■ **TASK INSTRUCTIONS**: Provide an exact transcription of all the records.

■ **INFORMATION SHOWN**:
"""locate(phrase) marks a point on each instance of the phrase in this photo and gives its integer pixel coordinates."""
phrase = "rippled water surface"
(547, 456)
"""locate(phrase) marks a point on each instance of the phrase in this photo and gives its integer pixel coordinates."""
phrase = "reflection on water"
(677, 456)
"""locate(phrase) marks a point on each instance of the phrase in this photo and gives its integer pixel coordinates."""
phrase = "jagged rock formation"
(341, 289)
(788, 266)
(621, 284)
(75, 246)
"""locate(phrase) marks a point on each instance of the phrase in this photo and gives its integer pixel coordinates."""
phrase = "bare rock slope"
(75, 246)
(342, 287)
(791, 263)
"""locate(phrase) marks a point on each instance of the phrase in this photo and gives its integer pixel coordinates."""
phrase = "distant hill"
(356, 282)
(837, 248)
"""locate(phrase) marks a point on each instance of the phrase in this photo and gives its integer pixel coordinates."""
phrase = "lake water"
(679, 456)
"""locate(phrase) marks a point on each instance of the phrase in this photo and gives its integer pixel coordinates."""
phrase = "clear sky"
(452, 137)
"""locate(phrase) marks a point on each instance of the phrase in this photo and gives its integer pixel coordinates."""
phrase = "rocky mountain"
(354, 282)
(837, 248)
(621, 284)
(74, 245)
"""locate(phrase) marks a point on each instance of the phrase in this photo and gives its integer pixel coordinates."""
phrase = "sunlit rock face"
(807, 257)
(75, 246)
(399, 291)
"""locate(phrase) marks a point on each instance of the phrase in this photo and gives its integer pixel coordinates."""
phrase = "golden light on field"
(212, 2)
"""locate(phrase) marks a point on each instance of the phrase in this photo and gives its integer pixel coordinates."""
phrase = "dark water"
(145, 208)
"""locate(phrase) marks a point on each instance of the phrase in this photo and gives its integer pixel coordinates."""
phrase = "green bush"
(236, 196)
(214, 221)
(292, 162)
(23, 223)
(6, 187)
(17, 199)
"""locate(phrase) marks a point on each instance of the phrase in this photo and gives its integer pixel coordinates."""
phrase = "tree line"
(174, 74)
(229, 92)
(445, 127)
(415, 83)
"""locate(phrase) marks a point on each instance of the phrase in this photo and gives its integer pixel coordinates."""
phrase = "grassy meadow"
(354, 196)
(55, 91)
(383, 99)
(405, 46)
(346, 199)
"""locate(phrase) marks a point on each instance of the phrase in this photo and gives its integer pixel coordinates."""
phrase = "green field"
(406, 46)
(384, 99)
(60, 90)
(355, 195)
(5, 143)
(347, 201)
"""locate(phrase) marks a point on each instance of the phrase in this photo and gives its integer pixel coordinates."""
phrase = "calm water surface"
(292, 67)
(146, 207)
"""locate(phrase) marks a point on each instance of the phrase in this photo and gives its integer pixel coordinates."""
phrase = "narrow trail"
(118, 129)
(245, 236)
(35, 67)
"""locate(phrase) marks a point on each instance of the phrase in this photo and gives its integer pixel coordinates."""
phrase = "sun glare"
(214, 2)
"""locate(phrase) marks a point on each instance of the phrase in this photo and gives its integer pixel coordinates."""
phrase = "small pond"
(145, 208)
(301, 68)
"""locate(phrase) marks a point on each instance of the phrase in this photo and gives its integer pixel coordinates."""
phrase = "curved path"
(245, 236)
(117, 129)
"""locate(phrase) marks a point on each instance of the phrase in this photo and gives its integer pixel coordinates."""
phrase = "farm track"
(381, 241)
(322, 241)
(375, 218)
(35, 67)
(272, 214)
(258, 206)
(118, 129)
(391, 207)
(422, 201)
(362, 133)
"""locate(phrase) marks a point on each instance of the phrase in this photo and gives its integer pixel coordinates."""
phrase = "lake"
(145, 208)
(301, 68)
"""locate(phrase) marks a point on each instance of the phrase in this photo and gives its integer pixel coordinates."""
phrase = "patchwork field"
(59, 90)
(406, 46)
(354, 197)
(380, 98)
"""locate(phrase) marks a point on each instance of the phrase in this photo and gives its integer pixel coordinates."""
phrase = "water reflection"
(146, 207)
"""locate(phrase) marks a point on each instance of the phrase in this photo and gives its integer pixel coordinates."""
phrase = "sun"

■ **WRITTEN RESPONSE**:
"""locate(phrase) marks a point on each instance of the phrase in this photo and gives its integer pixel coordinates."""
phrase = "rippled water surface"
(547, 456)
"""locate(phrase) marks a point on each instance of the phrase in this photo and gives its integer pixel coordinates."""
phrase = "reflection on water"
(677, 456)
"""locate(phrase) marks a point on each instance of the phrase in this photo and gives its integer pixel coordinates."""
phrase = "jagged rock formation"
(341, 289)
(788, 266)
(621, 284)
(75, 246)
"""locate(phrase) marks a point on each instance of the phrase in this photo and gives its integer pixel coordinates."""
phrase = "bare rock slope"
(75, 246)
(342, 287)
(791, 263)
"""locate(phrase) marks a point on each instance of the phrase in this photo and gives its integer pixel coordinates."""
phrase = "distant hill"
(356, 282)
(837, 248)
"""locate(phrase) marks a point on each instance of the phrase in this photo and gives its integer pixel coordinates."""
phrase = "lake water"
(679, 456)
"""locate(phrase) marks a point on each instance of the phrase in this photo and gives its integer pixel coordinates."""
phrase = "clear sky"
(452, 137)
"""locate(phrase) marks a point on each instance of the phrase in this photo and gives its integer pixel coordinates."""
phrase = "rocky mountain"
(354, 282)
(837, 248)
(621, 284)
(74, 245)
"""locate(phrase) marks a point on each instance of the phrase in this photo and gives its integer pixel coordinates."""
phrase = "sunlit rock face"
(807, 257)
(75, 246)
(399, 291)
"""locate(phrase) marks a point on each instance of the phrase in this photo and gives its integer pixel coordinates."""
phrase = "golden light on field"
(212, 2)
"""locate(phrase) marks a point on each instance of the phrase in this photo and gives its integer pixel coordinates."""
phrase = "dark water"
(145, 208)
"""locate(phrase) marks a point on each instance of the phrase in this photo and gives its integer pixel coordinates."""
phrase = "green bush"
(236, 196)
(214, 221)
(292, 162)
(23, 223)
(6, 187)
(17, 199)
"""locate(phrase) marks a point on each instance of the phrase in this photo and gives its integer pixel coordinates."""
phrase = "tree line"
(174, 74)
(229, 92)
(445, 127)
(415, 83)
"""locate(phrase) marks a point on each instance of the phrase in this photo and gives its integer pixel coordinates."""
phrase = "grassy meadow"
(354, 196)
(55, 91)
(383, 99)
(405, 46)
(346, 199)
"""locate(phrase) marks a point on each instance of the phrase in this photo and gives its integer pixel coordinates."""
phrase = "green field"
(406, 46)
(384, 99)
(60, 90)
(355, 195)
(5, 143)
(347, 201)
"""locate(phrase) marks a point on each instance of the phrase in this photo and gives its integer pixel coordinates."""
phrase = "calm water surface"
(292, 67)
(146, 207)
"""locate(phrase) marks a point on each instance of the phrase in this photo and gives its integer pixel coordinates."""
phrase = "narrow trail"
(118, 129)
(245, 236)
(35, 67)
"""locate(phrase) marks a point on each instance of the phrase in this photo and gives its integer pixel coordinates."""
phrase = "sun glare"
(214, 2)
"""locate(phrase) marks a point on each instance of the phrase in this photo and gives its integer pixel coordinates."""
phrase = "small pond"
(145, 208)
(301, 68)
"""locate(phrase) marks a point on each instance of the phrase in this photo and gives its integer pixel coordinates."""
phrase = "curved path"
(245, 236)
(117, 129)
"""locate(phrase) marks a point on each instance of the phrase in this photo and gives its integer pixel coordinates."""
phrase = "farm track"
(381, 241)
(322, 241)
(375, 218)
(35, 67)
(272, 214)
(258, 206)
(118, 129)
(391, 207)
(422, 201)
(362, 133)
"""locate(phrase) marks a point on each instance of the phrase in this photo and gives its integer pixel coordinates."""
phrase = "lake"
(145, 208)
(301, 68)
"""locate(phrase) marks a point on each instance of the phrase in this photo and gives its integer pixel coordinates."""
phrase = "patchwork field"
(59, 90)
(406, 46)
(354, 197)
(380, 98)
"""locate(phrase) marks a point on each instance of the phrase in this photo and gives its integer pixel coordinates."""
phrase = "water reflection"
(146, 207)
"""locate(phrase) marks a point on each instance of the phrase in this photo and gives its integer pixel coordinates."""
phrase = "sun"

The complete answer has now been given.